»»
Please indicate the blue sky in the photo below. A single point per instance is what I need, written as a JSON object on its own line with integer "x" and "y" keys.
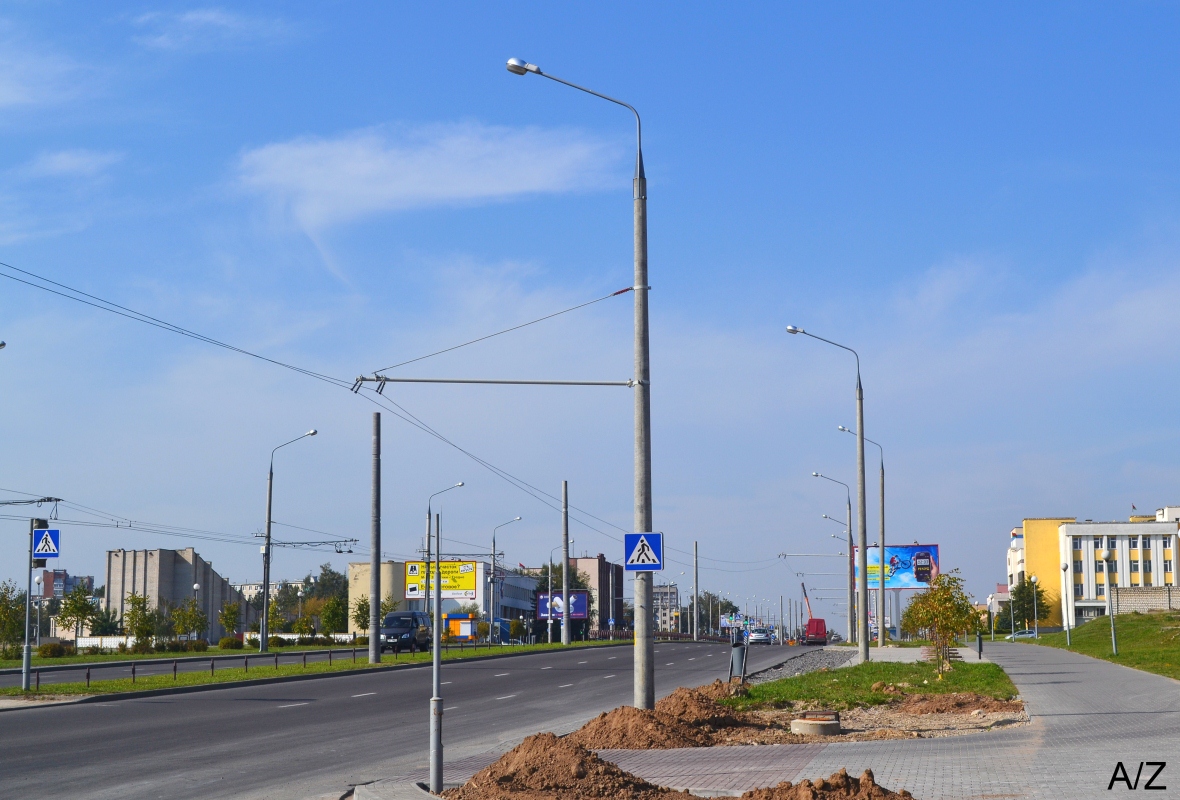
{"x": 982, "y": 201}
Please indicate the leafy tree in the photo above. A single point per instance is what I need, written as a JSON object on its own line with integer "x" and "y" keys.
{"x": 76, "y": 609}
{"x": 1022, "y": 602}
{"x": 943, "y": 610}
{"x": 12, "y": 615}
{"x": 104, "y": 623}
{"x": 361, "y": 612}
{"x": 229, "y": 616}
{"x": 189, "y": 618}
{"x": 334, "y": 615}
{"x": 138, "y": 620}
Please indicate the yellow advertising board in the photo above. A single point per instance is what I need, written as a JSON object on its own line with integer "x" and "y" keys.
{"x": 458, "y": 579}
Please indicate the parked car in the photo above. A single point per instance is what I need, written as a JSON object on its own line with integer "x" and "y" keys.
{"x": 817, "y": 631}
{"x": 406, "y": 630}
{"x": 759, "y": 636}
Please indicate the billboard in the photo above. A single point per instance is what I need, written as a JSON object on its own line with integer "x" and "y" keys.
{"x": 906, "y": 565}
{"x": 579, "y": 604}
{"x": 458, "y": 579}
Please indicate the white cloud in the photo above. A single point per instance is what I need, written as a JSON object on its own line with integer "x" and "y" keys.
{"x": 325, "y": 182}
{"x": 204, "y": 28}
{"x": 71, "y": 163}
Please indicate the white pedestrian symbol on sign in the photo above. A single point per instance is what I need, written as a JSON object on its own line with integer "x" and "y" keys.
{"x": 46, "y": 546}
{"x": 643, "y": 553}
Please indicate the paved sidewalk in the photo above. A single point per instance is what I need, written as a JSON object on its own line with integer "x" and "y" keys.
{"x": 1087, "y": 716}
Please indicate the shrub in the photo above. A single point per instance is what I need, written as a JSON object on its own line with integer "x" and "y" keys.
{"x": 51, "y": 650}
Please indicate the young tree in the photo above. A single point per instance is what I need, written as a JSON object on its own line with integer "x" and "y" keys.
{"x": 943, "y": 610}
{"x": 137, "y": 618}
{"x": 334, "y": 615}
{"x": 1023, "y": 605}
{"x": 12, "y": 615}
{"x": 361, "y": 612}
{"x": 76, "y": 609}
{"x": 229, "y": 616}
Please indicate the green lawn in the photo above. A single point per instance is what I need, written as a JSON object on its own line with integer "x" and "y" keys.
{"x": 261, "y": 667}
{"x": 852, "y": 687}
{"x": 1149, "y": 642}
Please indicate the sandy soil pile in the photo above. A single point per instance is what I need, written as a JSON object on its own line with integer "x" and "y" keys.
{"x": 687, "y": 717}
{"x": 544, "y": 767}
{"x": 838, "y": 787}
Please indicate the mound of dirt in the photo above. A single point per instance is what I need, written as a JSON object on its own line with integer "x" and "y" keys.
{"x": 544, "y": 767}
{"x": 956, "y": 703}
{"x": 628, "y": 728}
{"x": 839, "y": 786}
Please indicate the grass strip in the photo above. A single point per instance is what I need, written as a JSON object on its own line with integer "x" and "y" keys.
{"x": 1149, "y": 642}
{"x": 263, "y": 666}
{"x": 852, "y": 687}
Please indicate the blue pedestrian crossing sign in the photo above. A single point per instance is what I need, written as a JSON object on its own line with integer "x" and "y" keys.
{"x": 643, "y": 552}
{"x": 46, "y": 544}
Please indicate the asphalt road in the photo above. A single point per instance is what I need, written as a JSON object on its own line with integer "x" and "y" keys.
{"x": 314, "y": 739}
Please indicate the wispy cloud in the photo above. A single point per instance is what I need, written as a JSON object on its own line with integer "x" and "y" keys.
{"x": 325, "y": 182}
{"x": 31, "y": 76}
{"x": 207, "y": 28}
{"x": 70, "y": 164}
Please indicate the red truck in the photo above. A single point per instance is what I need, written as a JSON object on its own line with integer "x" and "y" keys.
{"x": 817, "y": 631}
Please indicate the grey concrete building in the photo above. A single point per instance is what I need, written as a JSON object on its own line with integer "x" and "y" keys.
{"x": 165, "y": 577}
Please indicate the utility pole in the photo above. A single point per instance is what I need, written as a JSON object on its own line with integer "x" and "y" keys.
{"x": 565, "y": 563}
{"x": 375, "y": 546}
{"x": 696, "y": 596}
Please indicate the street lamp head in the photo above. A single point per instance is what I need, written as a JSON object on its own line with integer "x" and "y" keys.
{"x": 520, "y": 67}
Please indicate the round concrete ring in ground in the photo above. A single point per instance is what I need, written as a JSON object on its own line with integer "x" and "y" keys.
{"x": 815, "y": 727}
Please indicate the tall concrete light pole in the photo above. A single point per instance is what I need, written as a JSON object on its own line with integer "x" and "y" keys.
{"x": 861, "y": 535}
{"x": 852, "y": 572}
{"x": 644, "y": 643}
{"x": 264, "y": 627}
{"x": 882, "y": 631}
{"x": 491, "y": 603}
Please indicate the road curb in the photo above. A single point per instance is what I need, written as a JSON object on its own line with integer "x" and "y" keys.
{"x": 283, "y": 679}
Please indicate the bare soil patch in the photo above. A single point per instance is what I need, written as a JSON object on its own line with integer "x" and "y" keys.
{"x": 544, "y": 767}
{"x": 839, "y": 786}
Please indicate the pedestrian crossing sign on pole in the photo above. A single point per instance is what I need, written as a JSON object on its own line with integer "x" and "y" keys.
{"x": 47, "y": 544}
{"x": 643, "y": 552}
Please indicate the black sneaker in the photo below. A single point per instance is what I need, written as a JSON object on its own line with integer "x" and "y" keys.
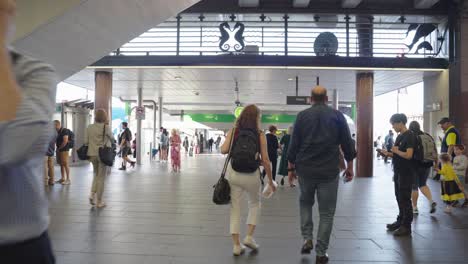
{"x": 402, "y": 231}
{"x": 321, "y": 259}
{"x": 307, "y": 247}
{"x": 393, "y": 226}
{"x": 433, "y": 207}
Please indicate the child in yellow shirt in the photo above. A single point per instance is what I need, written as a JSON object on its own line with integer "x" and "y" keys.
{"x": 450, "y": 184}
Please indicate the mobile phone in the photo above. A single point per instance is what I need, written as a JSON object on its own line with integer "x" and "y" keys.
{"x": 345, "y": 179}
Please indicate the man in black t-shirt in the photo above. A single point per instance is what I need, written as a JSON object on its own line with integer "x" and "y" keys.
{"x": 63, "y": 149}
{"x": 404, "y": 174}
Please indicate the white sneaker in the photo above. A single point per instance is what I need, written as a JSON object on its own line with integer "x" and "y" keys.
{"x": 67, "y": 182}
{"x": 91, "y": 200}
{"x": 238, "y": 250}
{"x": 250, "y": 243}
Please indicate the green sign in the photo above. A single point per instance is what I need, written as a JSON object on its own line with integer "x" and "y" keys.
{"x": 238, "y": 111}
{"x": 278, "y": 119}
{"x": 212, "y": 118}
{"x": 228, "y": 118}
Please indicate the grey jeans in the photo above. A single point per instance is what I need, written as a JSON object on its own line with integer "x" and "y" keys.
{"x": 100, "y": 172}
{"x": 327, "y": 196}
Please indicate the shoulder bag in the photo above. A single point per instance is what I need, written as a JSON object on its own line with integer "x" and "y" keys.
{"x": 222, "y": 189}
{"x": 82, "y": 152}
{"x": 106, "y": 154}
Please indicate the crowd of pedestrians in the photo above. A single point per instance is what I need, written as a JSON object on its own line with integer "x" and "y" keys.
{"x": 310, "y": 155}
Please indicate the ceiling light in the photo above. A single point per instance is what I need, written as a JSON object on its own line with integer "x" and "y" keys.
{"x": 272, "y": 67}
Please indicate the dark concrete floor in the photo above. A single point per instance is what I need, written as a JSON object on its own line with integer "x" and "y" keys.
{"x": 155, "y": 216}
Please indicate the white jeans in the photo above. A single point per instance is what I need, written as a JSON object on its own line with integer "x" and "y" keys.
{"x": 240, "y": 183}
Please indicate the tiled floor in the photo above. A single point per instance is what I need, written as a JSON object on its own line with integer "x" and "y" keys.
{"x": 155, "y": 216}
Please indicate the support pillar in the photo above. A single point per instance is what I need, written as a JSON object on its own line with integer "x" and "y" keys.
{"x": 365, "y": 100}
{"x": 103, "y": 92}
{"x": 160, "y": 101}
{"x": 335, "y": 100}
{"x": 458, "y": 68}
{"x": 365, "y": 123}
{"x": 139, "y": 141}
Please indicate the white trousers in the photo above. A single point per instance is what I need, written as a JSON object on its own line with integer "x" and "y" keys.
{"x": 243, "y": 183}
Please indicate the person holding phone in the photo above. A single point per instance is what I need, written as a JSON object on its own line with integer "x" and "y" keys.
{"x": 404, "y": 168}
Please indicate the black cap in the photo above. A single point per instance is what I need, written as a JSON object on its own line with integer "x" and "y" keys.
{"x": 444, "y": 120}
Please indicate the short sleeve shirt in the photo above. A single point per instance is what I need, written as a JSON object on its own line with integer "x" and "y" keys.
{"x": 404, "y": 141}
{"x": 60, "y": 137}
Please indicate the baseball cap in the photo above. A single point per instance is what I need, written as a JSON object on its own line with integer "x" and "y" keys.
{"x": 444, "y": 120}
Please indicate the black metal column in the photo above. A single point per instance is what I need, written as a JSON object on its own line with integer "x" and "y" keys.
{"x": 286, "y": 18}
{"x": 178, "y": 35}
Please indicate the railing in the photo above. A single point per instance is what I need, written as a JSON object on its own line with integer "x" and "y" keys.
{"x": 293, "y": 35}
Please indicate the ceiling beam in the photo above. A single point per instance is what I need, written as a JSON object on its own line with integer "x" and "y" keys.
{"x": 350, "y": 3}
{"x": 249, "y": 3}
{"x": 301, "y": 3}
{"x": 424, "y": 4}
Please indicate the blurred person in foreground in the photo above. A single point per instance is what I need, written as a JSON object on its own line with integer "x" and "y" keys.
{"x": 27, "y": 103}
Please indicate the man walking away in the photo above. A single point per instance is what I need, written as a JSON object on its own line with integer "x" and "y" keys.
{"x": 49, "y": 174}
{"x": 63, "y": 152}
{"x": 314, "y": 154}
{"x": 404, "y": 168}
{"x": 218, "y": 141}
{"x": 125, "y": 138}
{"x": 388, "y": 144}
{"x": 26, "y": 108}
{"x": 210, "y": 144}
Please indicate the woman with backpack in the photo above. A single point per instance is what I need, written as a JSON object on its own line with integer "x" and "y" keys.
{"x": 175, "y": 150}
{"x": 424, "y": 166}
{"x": 98, "y": 135}
{"x": 247, "y": 148}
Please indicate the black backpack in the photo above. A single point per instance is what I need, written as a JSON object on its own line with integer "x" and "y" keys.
{"x": 245, "y": 152}
{"x": 71, "y": 139}
{"x": 425, "y": 150}
{"x": 128, "y": 135}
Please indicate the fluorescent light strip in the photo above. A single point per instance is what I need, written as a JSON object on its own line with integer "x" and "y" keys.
{"x": 268, "y": 67}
««
What the exercise asks
The answer consists only of the lines from the one containing "Please indicate the railing" to the end of the records, each written out exactly.

Response below
Please indicate the railing in the photo above. A single point per instance is what I need, written as a JSON object on its own line with integer "x" and "y" keys.
{"x": 293, "y": 35}
Please indicate the ceiling beam in the photo above. A single point per instance is what I need, written as a JSON object on its own line with integer "x" and "y" keys.
{"x": 350, "y": 3}
{"x": 249, "y": 3}
{"x": 301, "y": 3}
{"x": 424, "y": 4}
Please indicate the blurred person in foreground in the photo above. A single point per instance is what I need, written as a JSON object on its own line with integer "x" and "y" keys.
{"x": 27, "y": 103}
Please indicate the man walking away in the photo above. A single point per instance is what I need, written as a JSON object on its own line with integer "x" and "y" keys.
{"x": 49, "y": 174}
{"x": 63, "y": 152}
{"x": 314, "y": 154}
{"x": 404, "y": 168}
{"x": 218, "y": 141}
{"x": 125, "y": 138}
{"x": 388, "y": 144}
{"x": 26, "y": 108}
{"x": 210, "y": 144}
Please indicate the woman with backpack in the photo above. A single point per instance is what I need, written as a JSON object on its own line with integer "x" and "y" keys.
{"x": 175, "y": 150}
{"x": 424, "y": 166}
{"x": 98, "y": 135}
{"x": 247, "y": 148}
Please indicate the black backpack in the photo above. A single point per instance is what I need, written as a JSON object on its own line with integer "x" and "y" keys.
{"x": 245, "y": 152}
{"x": 71, "y": 139}
{"x": 425, "y": 150}
{"x": 128, "y": 135}
Please indicate the fluorescent light strip in the photo above. A single point per instance is what I need, written as a JSON object on its own line with integer "x" and "y" keys.
{"x": 268, "y": 67}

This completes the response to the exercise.